- Opening Delimiter -

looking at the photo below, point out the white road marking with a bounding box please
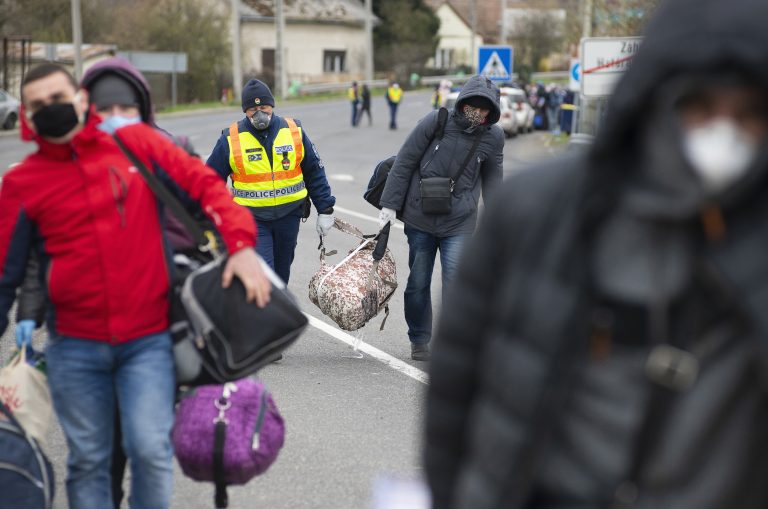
[305,314,428,385]
[328,173,354,182]
[334,205,404,230]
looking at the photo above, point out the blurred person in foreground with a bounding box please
[0,63,270,508]
[425,0,768,507]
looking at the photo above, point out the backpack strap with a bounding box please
[228,122,246,176]
[435,107,448,140]
[284,118,304,169]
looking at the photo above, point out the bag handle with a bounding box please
[112,134,221,257]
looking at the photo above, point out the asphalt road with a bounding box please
[0,91,562,508]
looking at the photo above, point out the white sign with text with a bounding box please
[580,37,642,97]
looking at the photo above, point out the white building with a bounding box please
[239,0,374,85]
[427,1,484,72]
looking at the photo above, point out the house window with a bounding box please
[435,48,454,69]
[323,51,346,73]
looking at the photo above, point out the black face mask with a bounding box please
[31,102,80,138]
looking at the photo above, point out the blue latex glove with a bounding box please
[15,319,35,349]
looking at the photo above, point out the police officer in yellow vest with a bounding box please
[386,81,402,130]
[206,79,336,283]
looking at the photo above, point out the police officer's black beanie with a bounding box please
[241,79,275,111]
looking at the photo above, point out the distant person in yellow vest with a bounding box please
[386,81,403,129]
[206,79,336,283]
[348,80,360,126]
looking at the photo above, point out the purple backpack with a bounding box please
[172,379,285,508]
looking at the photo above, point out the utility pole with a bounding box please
[469,0,477,72]
[582,0,594,38]
[275,0,287,99]
[71,0,83,80]
[499,0,507,45]
[231,0,242,102]
[364,0,373,82]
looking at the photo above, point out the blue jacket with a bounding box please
[206,114,335,221]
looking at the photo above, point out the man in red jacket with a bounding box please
[0,63,270,508]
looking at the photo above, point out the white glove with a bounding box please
[316,213,334,237]
[378,207,396,228]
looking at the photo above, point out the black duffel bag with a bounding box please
[177,256,306,384]
[113,135,308,387]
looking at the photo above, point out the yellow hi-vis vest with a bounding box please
[387,87,402,103]
[227,118,307,208]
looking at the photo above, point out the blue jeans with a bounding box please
[46,332,175,509]
[351,101,359,126]
[404,225,470,344]
[256,210,302,283]
[388,103,399,129]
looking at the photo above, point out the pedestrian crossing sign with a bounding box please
[478,46,513,82]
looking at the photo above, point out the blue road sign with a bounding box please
[477,46,513,82]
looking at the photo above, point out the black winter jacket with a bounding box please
[380,75,504,236]
[425,0,768,507]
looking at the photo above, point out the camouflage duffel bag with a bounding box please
[309,218,397,331]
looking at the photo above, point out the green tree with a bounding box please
[0,0,109,42]
[373,0,439,85]
[103,0,230,103]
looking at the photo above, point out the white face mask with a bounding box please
[682,118,759,193]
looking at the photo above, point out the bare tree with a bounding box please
[511,10,565,82]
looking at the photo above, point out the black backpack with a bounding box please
[364,107,449,209]
[0,399,55,509]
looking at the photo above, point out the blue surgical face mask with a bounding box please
[97,115,142,135]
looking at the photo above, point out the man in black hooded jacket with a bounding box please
[425,0,768,507]
[378,75,504,361]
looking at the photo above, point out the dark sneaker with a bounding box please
[271,353,283,363]
[411,343,430,361]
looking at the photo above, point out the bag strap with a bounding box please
[434,107,448,140]
[214,420,228,508]
[449,130,483,193]
[112,134,218,256]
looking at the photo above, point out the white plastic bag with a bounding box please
[0,348,53,444]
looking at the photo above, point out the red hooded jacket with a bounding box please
[0,111,256,343]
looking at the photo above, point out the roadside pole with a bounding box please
[364,0,373,83]
[71,0,83,81]
[231,0,242,101]
[275,0,287,99]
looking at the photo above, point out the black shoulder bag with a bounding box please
[112,134,308,387]
[419,129,483,215]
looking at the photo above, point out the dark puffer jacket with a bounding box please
[379,75,504,236]
[425,0,768,507]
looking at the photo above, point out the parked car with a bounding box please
[501,87,535,134]
[444,91,518,137]
[0,89,20,130]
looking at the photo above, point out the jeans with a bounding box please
[388,103,399,129]
[404,225,470,344]
[255,210,302,283]
[351,101,359,126]
[46,332,175,509]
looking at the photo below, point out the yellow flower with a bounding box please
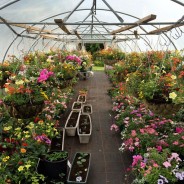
[171,75,176,80]
[2,156,10,162]
[3,126,12,131]
[15,80,24,85]
[38,120,44,125]
[18,166,24,172]
[25,164,31,169]
[26,122,34,129]
[15,127,21,131]
[41,91,49,100]
[169,92,177,100]
[25,135,30,138]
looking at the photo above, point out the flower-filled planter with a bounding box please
[65,111,81,136]
[67,152,91,184]
[77,95,86,103]
[5,102,44,119]
[50,127,65,151]
[37,150,68,181]
[82,104,93,115]
[77,114,92,144]
[72,102,82,111]
[3,81,46,119]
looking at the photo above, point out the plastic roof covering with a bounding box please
[0,0,183,61]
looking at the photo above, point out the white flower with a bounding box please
[171,75,177,79]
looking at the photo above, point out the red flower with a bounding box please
[22,142,28,147]
[34,117,40,123]
[18,161,23,165]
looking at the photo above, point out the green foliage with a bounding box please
[44,151,68,162]
[85,43,104,54]
[93,60,104,67]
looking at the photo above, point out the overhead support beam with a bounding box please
[40,34,63,41]
[1,21,183,26]
[0,18,52,34]
[101,0,124,22]
[63,0,85,22]
[111,14,157,34]
[74,30,81,39]
[54,19,71,34]
[170,0,184,6]
[0,16,35,39]
[149,23,184,34]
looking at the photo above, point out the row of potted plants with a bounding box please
[106,50,184,183]
[65,90,93,144]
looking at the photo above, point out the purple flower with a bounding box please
[175,172,183,180]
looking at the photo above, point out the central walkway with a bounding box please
[64,71,133,184]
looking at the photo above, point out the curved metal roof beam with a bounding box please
[0,0,20,10]
[170,0,184,6]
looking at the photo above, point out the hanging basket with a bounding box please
[144,100,182,116]
[104,59,118,66]
[5,102,44,119]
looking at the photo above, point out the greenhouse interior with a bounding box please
[0,0,184,183]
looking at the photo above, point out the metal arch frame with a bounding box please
[2,7,179,62]
[0,0,21,10]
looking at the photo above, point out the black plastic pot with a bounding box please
[37,151,68,181]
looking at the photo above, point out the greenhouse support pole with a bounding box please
[63,0,85,22]
[101,0,124,22]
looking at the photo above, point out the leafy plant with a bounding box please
[76,153,88,167]
[44,151,68,162]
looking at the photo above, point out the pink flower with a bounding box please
[172,153,179,159]
[134,142,139,147]
[132,155,143,166]
[146,128,156,134]
[176,127,183,134]
[131,130,137,137]
[140,162,146,168]
[163,161,171,168]
[173,141,179,145]
[110,124,119,132]
[156,145,162,152]
[129,146,135,152]
[153,163,159,167]
[149,111,154,116]
[125,117,130,120]
[140,129,145,134]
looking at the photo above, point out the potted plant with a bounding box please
[50,127,65,151]
[37,150,68,182]
[77,95,86,103]
[67,152,91,184]
[82,104,93,114]
[3,79,46,119]
[72,101,82,111]
[77,114,92,144]
[65,111,81,136]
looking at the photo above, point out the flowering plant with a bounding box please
[65,55,81,66]
[131,148,184,184]
[3,78,46,107]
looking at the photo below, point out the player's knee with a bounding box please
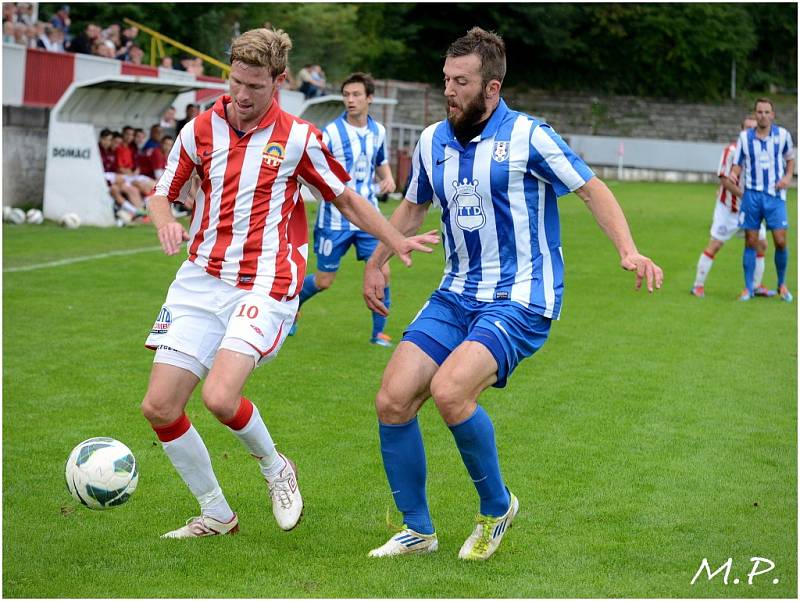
[430,376,468,421]
[375,385,411,423]
[200,380,238,421]
[141,391,178,426]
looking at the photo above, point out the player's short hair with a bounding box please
[446,26,506,86]
[99,128,112,138]
[754,97,774,111]
[741,114,756,128]
[341,72,375,96]
[229,28,292,79]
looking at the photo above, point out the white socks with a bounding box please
[161,425,235,523]
[227,402,285,480]
[694,253,714,286]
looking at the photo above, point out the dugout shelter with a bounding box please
[43,75,226,226]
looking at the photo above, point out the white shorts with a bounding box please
[710,202,767,242]
[145,261,297,377]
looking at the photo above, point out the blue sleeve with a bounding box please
[528,124,594,197]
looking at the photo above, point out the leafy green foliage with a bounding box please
[2,184,796,597]
[38,2,796,100]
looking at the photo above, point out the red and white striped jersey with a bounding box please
[716,142,740,212]
[156,95,350,301]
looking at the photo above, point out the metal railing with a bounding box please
[123,18,230,78]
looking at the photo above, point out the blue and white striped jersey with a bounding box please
[317,113,388,231]
[733,125,795,200]
[406,99,594,319]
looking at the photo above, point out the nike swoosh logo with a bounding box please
[436,156,452,165]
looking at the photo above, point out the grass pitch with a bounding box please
[2,182,796,598]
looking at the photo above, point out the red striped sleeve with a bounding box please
[296,128,349,202]
[156,126,198,201]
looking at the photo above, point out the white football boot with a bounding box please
[458,493,519,560]
[161,513,239,539]
[267,453,303,530]
[368,527,439,557]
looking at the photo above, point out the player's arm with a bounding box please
[720,175,744,198]
[574,176,663,293]
[375,163,396,195]
[150,195,189,256]
[150,130,196,255]
[331,188,437,267]
[363,199,433,316]
[777,158,795,190]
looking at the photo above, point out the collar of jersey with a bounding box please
[214,95,281,133]
[750,124,780,141]
[338,112,376,133]
[443,97,509,149]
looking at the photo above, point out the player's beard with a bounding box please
[447,91,487,138]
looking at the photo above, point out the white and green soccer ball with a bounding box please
[65,437,138,510]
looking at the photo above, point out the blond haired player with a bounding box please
[141,28,437,538]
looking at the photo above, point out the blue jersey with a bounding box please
[406,98,594,320]
[317,113,388,231]
[733,125,794,200]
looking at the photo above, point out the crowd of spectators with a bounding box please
[3,3,206,74]
[97,105,196,225]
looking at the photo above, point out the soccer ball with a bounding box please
[65,437,139,509]
[25,208,44,224]
[3,206,26,224]
[60,213,81,229]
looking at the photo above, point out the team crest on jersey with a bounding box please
[492,141,509,162]
[262,142,285,169]
[451,178,486,232]
[150,306,171,334]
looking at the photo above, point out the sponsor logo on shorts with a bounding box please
[495,291,509,300]
[250,324,264,337]
[151,306,171,334]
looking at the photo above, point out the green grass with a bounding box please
[3,182,797,598]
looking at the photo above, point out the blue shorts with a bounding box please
[313,227,379,272]
[402,289,552,388]
[741,190,789,231]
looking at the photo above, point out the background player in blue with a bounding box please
[731,98,795,302]
[292,73,397,345]
[362,27,663,560]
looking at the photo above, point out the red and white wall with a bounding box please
[2,43,225,109]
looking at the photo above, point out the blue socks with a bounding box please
[775,248,788,288]
[298,274,321,306]
[372,286,391,338]
[378,417,434,534]
[449,405,511,517]
[743,247,756,294]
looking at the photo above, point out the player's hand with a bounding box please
[157,222,189,256]
[363,261,389,316]
[391,230,439,267]
[378,178,396,195]
[776,175,792,190]
[620,253,663,293]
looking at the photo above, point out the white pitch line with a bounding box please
[4,246,164,273]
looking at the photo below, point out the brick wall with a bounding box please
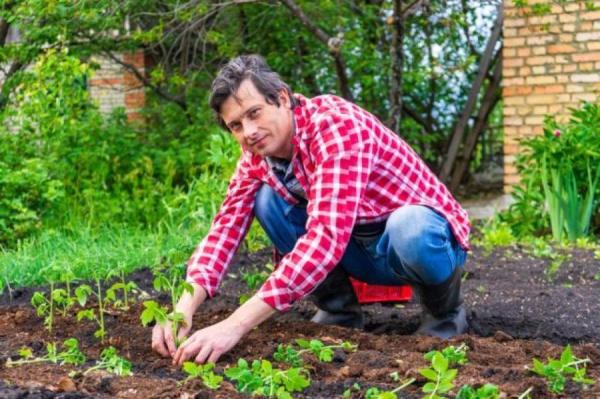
[88,51,149,122]
[502,0,600,192]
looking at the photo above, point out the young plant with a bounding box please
[105,267,138,310]
[30,265,77,332]
[424,343,469,367]
[150,265,194,345]
[419,352,458,399]
[75,274,113,343]
[6,338,86,367]
[182,361,223,389]
[456,384,501,399]
[225,358,310,398]
[84,346,132,377]
[273,338,357,366]
[530,345,594,393]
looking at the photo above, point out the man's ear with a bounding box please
[279,89,292,109]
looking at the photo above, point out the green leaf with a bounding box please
[432,352,448,373]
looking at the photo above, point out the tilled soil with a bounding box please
[0,244,599,398]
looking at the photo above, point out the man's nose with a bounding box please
[242,120,258,139]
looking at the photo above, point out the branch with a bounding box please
[438,3,502,182]
[279,0,353,100]
[388,0,405,132]
[401,0,429,19]
[102,50,188,111]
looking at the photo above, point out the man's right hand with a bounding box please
[151,282,208,358]
[151,310,193,357]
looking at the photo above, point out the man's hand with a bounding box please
[172,295,277,365]
[151,311,193,357]
[151,281,207,358]
[172,317,244,365]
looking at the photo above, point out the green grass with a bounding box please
[0,222,207,288]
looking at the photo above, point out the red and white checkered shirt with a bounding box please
[187,94,471,311]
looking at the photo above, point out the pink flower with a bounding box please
[554,129,561,137]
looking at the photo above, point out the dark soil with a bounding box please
[0,243,599,398]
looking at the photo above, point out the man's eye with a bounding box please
[250,109,260,118]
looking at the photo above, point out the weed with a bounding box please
[84,346,132,376]
[531,345,594,393]
[182,361,223,389]
[6,338,86,367]
[225,358,310,398]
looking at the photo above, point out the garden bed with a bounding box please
[0,244,599,398]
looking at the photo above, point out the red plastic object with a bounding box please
[350,278,413,304]
[272,248,412,304]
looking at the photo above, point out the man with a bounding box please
[152,55,471,366]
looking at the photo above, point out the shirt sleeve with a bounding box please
[257,113,375,311]
[186,153,261,297]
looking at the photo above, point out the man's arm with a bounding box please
[172,294,276,365]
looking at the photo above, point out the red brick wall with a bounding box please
[503,0,600,192]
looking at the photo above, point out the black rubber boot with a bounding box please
[308,266,364,329]
[415,267,467,339]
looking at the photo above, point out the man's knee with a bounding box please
[386,205,438,261]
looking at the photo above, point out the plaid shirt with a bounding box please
[187,94,471,312]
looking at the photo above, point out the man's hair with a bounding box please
[209,54,298,129]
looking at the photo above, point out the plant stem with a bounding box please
[392,377,415,392]
[49,282,54,333]
[96,277,105,343]
[517,386,533,399]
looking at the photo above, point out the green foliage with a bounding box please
[472,217,516,254]
[419,352,458,399]
[225,358,310,398]
[105,268,138,310]
[75,276,111,342]
[424,343,469,366]
[6,338,86,367]
[239,266,271,305]
[274,338,357,366]
[456,384,501,399]
[84,346,132,377]
[140,300,169,327]
[531,345,595,393]
[505,101,600,241]
[182,361,223,390]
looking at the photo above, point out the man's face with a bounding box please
[220,79,294,160]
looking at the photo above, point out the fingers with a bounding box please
[164,327,177,356]
[151,325,170,357]
[173,336,197,366]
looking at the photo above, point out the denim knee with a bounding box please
[385,205,462,285]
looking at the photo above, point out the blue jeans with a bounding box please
[253,185,467,287]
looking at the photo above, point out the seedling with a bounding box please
[84,346,132,377]
[239,266,271,304]
[273,338,357,366]
[105,268,138,310]
[30,265,77,332]
[419,351,457,399]
[225,358,310,398]
[150,265,195,346]
[75,276,110,342]
[456,384,501,399]
[530,345,594,393]
[424,343,469,366]
[182,361,223,389]
[6,338,86,367]
[140,300,186,347]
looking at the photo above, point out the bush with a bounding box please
[501,101,600,240]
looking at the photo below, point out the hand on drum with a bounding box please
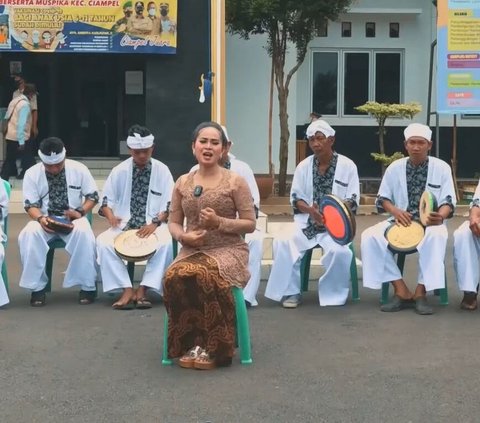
[38,216,56,234]
[181,229,207,247]
[309,203,324,226]
[137,223,158,238]
[425,211,444,226]
[199,207,220,230]
[391,208,412,227]
[64,208,82,221]
[107,215,122,228]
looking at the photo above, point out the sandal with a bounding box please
[460,291,478,311]
[179,346,204,369]
[194,351,216,370]
[136,297,152,309]
[78,290,96,305]
[30,290,46,307]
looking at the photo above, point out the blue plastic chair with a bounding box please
[45,211,93,293]
[1,179,11,293]
[162,239,253,366]
[300,243,360,301]
[380,250,448,305]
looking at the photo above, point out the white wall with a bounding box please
[225,33,298,174]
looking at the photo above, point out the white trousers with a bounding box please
[96,224,173,293]
[0,243,8,307]
[361,220,448,291]
[18,217,97,292]
[264,226,352,306]
[243,229,264,306]
[453,221,480,293]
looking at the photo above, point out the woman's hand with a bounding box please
[199,207,220,229]
[180,229,207,247]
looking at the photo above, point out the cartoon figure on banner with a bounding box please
[41,31,52,49]
[55,31,67,48]
[32,30,40,49]
[159,2,176,34]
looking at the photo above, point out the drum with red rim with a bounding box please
[318,194,356,245]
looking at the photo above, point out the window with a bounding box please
[342,22,352,37]
[390,23,399,38]
[312,52,338,115]
[311,49,404,116]
[366,22,375,38]
[318,19,328,37]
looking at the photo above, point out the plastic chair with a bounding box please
[299,243,360,301]
[45,211,93,293]
[380,250,448,305]
[1,179,11,293]
[162,239,252,366]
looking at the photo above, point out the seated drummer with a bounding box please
[264,119,359,308]
[19,137,99,307]
[453,181,480,310]
[361,123,456,315]
[96,124,174,310]
[0,180,10,308]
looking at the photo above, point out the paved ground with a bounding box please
[1,214,480,423]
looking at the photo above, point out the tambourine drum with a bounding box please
[318,194,356,245]
[45,216,74,234]
[114,229,158,262]
[385,221,425,254]
[419,191,438,227]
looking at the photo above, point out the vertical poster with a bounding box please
[437,0,480,113]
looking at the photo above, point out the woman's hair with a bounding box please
[128,124,152,137]
[191,121,228,147]
[39,137,64,154]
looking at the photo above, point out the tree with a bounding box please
[226,0,353,196]
[355,101,422,174]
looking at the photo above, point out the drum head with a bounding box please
[319,194,356,245]
[46,216,74,234]
[385,221,425,253]
[114,230,158,262]
[419,191,438,226]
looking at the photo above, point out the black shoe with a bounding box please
[30,289,46,307]
[415,297,433,315]
[380,295,410,312]
[78,290,96,305]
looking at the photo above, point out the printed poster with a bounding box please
[437,0,480,113]
[0,0,177,54]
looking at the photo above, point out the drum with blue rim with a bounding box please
[318,194,356,245]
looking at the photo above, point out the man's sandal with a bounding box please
[178,346,203,369]
[460,292,478,311]
[194,351,216,370]
[136,297,152,309]
[78,290,96,305]
[30,290,46,307]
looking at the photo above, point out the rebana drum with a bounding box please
[419,190,438,226]
[45,216,74,234]
[319,194,356,245]
[385,221,425,254]
[114,229,158,262]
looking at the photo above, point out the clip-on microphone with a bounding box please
[193,185,203,197]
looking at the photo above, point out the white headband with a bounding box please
[306,119,335,138]
[38,147,66,165]
[127,133,154,149]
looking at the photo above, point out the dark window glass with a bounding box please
[342,22,352,37]
[312,52,338,115]
[344,52,369,115]
[390,22,399,38]
[318,19,328,37]
[375,53,401,103]
[366,22,375,38]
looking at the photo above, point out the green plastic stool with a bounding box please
[1,179,11,293]
[45,211,93,293]
[162,286,253,366]
[380,251,448,305]
[300,243,360,301]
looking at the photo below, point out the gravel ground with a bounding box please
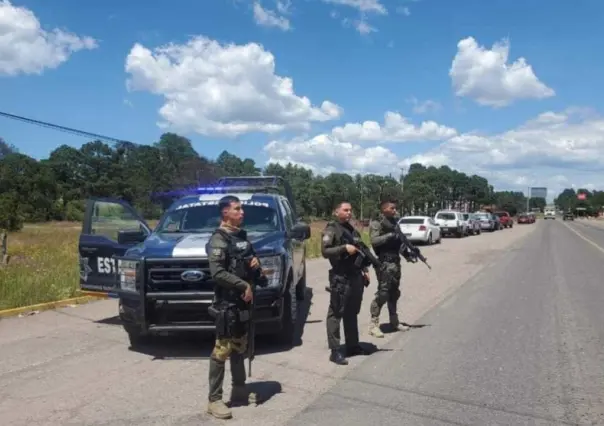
[0,224,536,426]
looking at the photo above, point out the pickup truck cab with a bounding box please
[77,176,311,348]
[434,210,466,238]
[494,211,513,228]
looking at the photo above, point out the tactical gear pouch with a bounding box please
[328,270,350,318]
[209,302,244,339]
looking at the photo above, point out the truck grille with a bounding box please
[146,259,214,292]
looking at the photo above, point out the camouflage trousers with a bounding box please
[369,261,402,318]
[208,335,248,402]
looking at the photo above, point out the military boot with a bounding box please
[207,400,232,420]
[368,317,384,338]
[389,314,409,332]
[230,385,258,406]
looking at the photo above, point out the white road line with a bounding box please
[561,220,604,255]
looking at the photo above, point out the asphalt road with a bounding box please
[288,219,604,426]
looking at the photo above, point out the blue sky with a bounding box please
[1,0,604,197]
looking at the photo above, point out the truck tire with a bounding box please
[276,278,296,346]
[296,260,307,301]
[124,324,151,348]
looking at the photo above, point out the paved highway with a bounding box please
[5,220,603,425]
[289,219,604,426]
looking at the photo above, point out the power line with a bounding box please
[0,110,135,146]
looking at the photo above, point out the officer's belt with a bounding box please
[330,267,363,277]
[378,253,400,263]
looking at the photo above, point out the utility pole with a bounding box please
[526,186,530,213]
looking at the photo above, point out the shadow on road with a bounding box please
[379,322,431,334]
[230,380,283,407]
[94,287,315,360]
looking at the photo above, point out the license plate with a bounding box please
[442,227,450,232]
[404,233,411,236]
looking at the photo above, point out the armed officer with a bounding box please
[205,195,260,420]
[368,200,410,338]
[321,201,372,365]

- Closing Delimiter -

◆ Exercise details
Beginning with the line that contains "looking at the photo above, point out the white road", set down every line through the end of the data without change.

◆ Problem solution
looking at the photo above, point out the white road line with a bounding box please
[561,220,604,255]
looking at the photo above, point out the asphalt road with a bounding box please
[288,219,604,426]
looking at the photo above, point out the blue sky with a bounding box please
[1,0,604,197]
looking at the photo above, point out the truck tire with a bounding box please
[276,278,296,346]
[296,260,307,301]
[124,324,151,348]
looking at the photo above, point out the paved highway with a bounding box please
[5,220,603,425]
[289,219,604,426]
looking at the photo above, point out the power line with a bounding box please
[0,110,135,146]
looking at the photo above, point out the officer's belt with a bounding box please
[330,267,363,277]
[378,253,400,263]
looking at the photo above, point out the utility pole with a bounding box please
[526,186,530,213]
looking at the photo above, point out the shadow on road with a bounding box please
[379,322,431,334]
[230,380,283,407]
[94,287,315,360]
looking at the photo above, point out the license plate with a bounding box please
[442,227,450,232]
[404,233,411,236]
looking at the photo above, point out the armed officer with a bounding box please
[205,195,260,420]
[368,200,410,338]
[321,201,372,365]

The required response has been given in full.